### PROBLEM DETAILS:
Copy the records below word for word, every one of them, but leave out the pictures.

## start

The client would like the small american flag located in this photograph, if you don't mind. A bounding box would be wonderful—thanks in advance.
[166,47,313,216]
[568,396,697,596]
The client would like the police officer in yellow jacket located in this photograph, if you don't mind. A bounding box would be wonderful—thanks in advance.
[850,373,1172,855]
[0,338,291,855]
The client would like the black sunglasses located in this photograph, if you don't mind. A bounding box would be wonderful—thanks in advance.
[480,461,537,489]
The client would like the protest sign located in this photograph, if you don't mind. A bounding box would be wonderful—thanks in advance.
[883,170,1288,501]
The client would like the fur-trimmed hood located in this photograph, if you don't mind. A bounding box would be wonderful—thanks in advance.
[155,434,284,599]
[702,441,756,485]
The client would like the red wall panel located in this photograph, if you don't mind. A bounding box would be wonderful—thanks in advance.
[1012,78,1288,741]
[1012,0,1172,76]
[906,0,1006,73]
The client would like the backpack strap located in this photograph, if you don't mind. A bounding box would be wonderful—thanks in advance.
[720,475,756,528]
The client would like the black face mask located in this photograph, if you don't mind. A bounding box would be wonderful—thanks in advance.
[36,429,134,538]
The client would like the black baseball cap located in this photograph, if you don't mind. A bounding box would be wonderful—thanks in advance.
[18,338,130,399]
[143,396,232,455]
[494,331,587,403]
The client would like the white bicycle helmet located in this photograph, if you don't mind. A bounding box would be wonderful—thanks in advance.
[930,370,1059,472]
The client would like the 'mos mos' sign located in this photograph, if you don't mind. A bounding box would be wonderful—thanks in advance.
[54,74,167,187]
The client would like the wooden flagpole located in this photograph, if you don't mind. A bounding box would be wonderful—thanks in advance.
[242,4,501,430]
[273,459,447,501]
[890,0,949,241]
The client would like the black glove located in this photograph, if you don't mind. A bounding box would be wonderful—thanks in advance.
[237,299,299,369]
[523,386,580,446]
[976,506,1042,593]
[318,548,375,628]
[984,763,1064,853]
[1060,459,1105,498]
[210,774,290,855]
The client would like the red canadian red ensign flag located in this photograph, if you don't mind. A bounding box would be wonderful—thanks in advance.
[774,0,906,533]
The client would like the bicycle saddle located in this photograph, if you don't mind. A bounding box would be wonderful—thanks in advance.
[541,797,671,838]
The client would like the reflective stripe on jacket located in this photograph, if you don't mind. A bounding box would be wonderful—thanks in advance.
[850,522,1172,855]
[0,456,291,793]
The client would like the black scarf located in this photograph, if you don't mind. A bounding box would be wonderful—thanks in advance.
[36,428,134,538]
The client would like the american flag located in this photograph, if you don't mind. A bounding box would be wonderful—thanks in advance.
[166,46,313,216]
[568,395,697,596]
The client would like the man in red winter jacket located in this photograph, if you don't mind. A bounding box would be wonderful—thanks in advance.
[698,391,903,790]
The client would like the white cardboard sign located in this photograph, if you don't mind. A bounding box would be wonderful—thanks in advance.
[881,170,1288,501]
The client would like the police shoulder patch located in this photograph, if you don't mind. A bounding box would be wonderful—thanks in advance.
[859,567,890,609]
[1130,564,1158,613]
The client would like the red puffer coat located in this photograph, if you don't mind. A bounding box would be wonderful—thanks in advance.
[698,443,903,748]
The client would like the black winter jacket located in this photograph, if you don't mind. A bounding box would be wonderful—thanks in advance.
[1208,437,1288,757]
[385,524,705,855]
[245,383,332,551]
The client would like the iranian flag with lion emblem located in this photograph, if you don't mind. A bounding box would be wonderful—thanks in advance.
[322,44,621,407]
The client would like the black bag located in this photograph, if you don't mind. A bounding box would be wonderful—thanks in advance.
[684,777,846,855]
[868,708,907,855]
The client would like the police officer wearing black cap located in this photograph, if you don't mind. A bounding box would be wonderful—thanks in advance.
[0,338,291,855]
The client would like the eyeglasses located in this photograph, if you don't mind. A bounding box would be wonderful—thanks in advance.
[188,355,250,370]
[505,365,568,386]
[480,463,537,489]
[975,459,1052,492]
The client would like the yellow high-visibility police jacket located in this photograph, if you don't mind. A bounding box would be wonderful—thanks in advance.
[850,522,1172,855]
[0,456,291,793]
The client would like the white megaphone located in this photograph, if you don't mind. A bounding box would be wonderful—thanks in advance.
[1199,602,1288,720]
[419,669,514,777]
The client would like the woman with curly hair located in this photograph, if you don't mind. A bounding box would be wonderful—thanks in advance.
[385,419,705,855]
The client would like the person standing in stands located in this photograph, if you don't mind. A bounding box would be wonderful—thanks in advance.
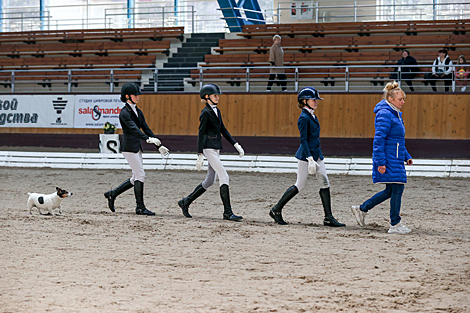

## end

### RESPONSE TO THIS EXERCISE:
The client would like the small american flag located in this photograph, if you don't mind. A bounding box would be wonderful—thanks in advance.
[166,47,313,216]
[568,396,697,596]
The client would like the police officer in yellow jacket located in this photograph, if you don't mind. A bounding box would be wonderful—thanks in advance.
[850,373,1172,855]
[0,338,291,855]
The client would like the black sunglasses located in this photograph, if you don't mind. A bounding box would be wonderful—thanks in advance.
[480,461,537,489]
The client would like the protest sign located in this photograph, if you don't mind. A bounding box would be wonderful—thanks in advance.
[883,170,1288,501]
The client would like the fur-trimmed hood located in this photograph, if you don't mind. A bounding box would be wonderful—thanks in advance.
[155,434,284,599]
[702,441,756,485]
The client would like the red wall panel located in this photograph, if you don't mind. A bounding box would be wonderful—thanks in advance.
[1012,78,1288,741]
[1012,0,1172,76]
[906,0,1006,73]
The client would like the backpack strap located in this photograph, if you don't mind. A bounding box would be wonderful—thanks in advance.
[720,475,756,528]
The client would like the black face mask located in this photograph, if you don't mind. A bounding box would be wonderful—thanks in advance.
[36,429,134,538]
The client would like the black baseball cap located in this photograph, if you don't mind. A bounding box would be wonderful—thanks in advance.
[18,338,130,399]
[143,396,232,455]
[494,331,587,403]
The client would like the white bicycle helmet located in this photograph, if you don't mind. A bounding box would be wonderful—thanks in advance.
[930,370,1059,472]
The client would like the 'mos mos' sign located in this photograph, if you don't mind. A bounding box would be wonderful—thanks in advance.
[54,74,167,187]
The client would like the wooden flagpole located in this photograph, if you don't mind. A bounding box would be wonderful—thanks in advance.
[242,4,501,430]
[273,459,447,501]
[890,0,949,241]
The client would like the black glove located in this photograph, if you don't mind. A bounding box would be wonderful—thanks in advance.
[237,299,299,369]
[523,386,580,446]
[976,506,1042,593]
[318,548,375,628]
[984,763,1064,853]
[1060,459,1105,498]
[210,774,290,855]
The client would like the red canadian red ensign flag located in this photograph, if you don't mind. A bounding box would be wonderful—thanks in advance.
[774,0,906,533]
The client would like the bicycle saddle located in this photograph, if you don't mind. A bounding box would be wonderful—thanks in advance.
[541,797,671,838]
The client would like the reflective stripe on jacket located in this photograph, if you don't mind. A bounding box would be wonderful—thanks in advance.
[850,522,1172,855]
[0,456,291,793]
The client would like the black scarf located in this photograph, if you don't mind. A bounding box would be wonderful—thanks in advance.
[36,428,134,538]
The client would like the american flag located in this photograph, if you don't mind. A bounding box would be wonderful—thanks in advance.
[166,46,313,216]
[568,395,697,596]
The client would like the man in red winter jacket located in this photograph, if you don't mind. A bounding box would be wonderful—thanks in advance.
[698,391,903,790]
The client would like the white cardboard sign located in this photograph, if you don't mind. A bounding box would be wonderful—thanks in advance.
[881,170,1288,501]
The client would like the police shoulder patch located in this photograph, if you don't mind. A bounding box would be wonderful—thanks in advance.
[859,567,890,609]
[1130,564,1158,613]
The client would like the red puffer coat located in this photograph, if you don't mind. A bounding box would be wonderful—thanks in advance.
[698,443,903,748]
The client would like the black winter jacket located in this photograph, if you don't mind. A bounding box would be wonderful—thanks in advance.
[1208,437,1288,757]
[385,524,705,855]
[245,383,332,551]
The client would like the iranian flag with lion emblem located in this photograph, if you don't mind. A bounding box would be wonderful—thanks in advance.
[322,44,621,407]
The client would like the black bag located in this photograph, if you don't mind. A bounding box would be wonderful—thanks in advance.
[684,777,846,855]
[868,708,907,855]
The client would like the police officer wearing black cap located in this photograph, if you don't mind. A bounding box would be wonderful—thanks in advance.
[0,338,291,855]
The client would like the eyeglasses located in this photograph, if you don't mind. A bounding box would be wonderful—thanks in advance.
[188,355,250,370]
[505,365,568,386]
[480,463,537,489]
[975,459,1052,492]
The client would like the yellow high-visibility police jacket located in this photograph, if you don't mind. A bounding box would be wonderful—thanks in advance.
[850,522,1172,855]
[0,456,291,793]
The client would like the white megaphone located in this photograph, if you don't mind. A bounding box would be wonderful—thanks in advance.
[1199,602,1288,720]
[419,669,514,777]
The client would like the woman with curly hair located in this photograph, if you don't mind. A bounding box would be wonderful—thanks in advance.
[385,419,705,855]
The client would like the person standing in stands located in this photograph, if you don't mind. A bounding box would be wonderful—thanks in advance.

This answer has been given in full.